EXERCISE DETAILS>
Which lines in the data below contain the string "leaf"? Show each one.
═════ RECORD EXTRACTS
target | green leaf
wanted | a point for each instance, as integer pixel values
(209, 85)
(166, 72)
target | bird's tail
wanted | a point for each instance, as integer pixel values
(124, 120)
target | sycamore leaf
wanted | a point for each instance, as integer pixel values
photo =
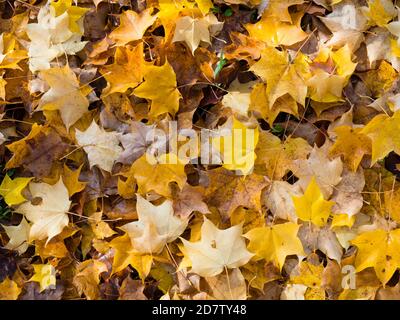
(282, 77)
(275, 243)
(166, 98)
(51, 38)
(156, 226)
(227, 191)
(75, 13)
(230, 286)
(124, 256)
(71, 180)
(327, 86)
(218, 249)
(352, 145)
(45, 275)
(87, 279)
(11, 190)
(327, 172)
(132, 26)
(277, 156)
(278, 199)
(18, 235)
(312, 206)
(126, 71)
(101, 146)
(383, 132)
(65, 95)
(49, 216)
(378, 249)
(149, 171)
(194, 31)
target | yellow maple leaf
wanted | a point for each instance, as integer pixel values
(9, 290)
(312, 206)
(380, 12)
(352, 145)
(282, 76)
(75, 13)
(161, 88)
(378, 249)
(126, 71)
(45, 275)
(50, 216)
(237, 145)
(156, 226)
(86, 280)
(275, 243)
(11, 189)
(275, 32)
(327, 86)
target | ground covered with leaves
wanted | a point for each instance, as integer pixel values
(309, 208)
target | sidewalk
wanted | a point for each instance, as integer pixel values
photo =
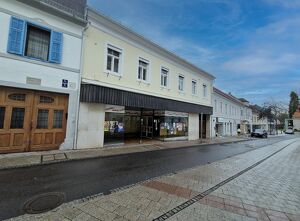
══════════
RESULT FOR THIS EXERCISE>
target | green leaf
target | sycamore leaf
target | yellow maple leaf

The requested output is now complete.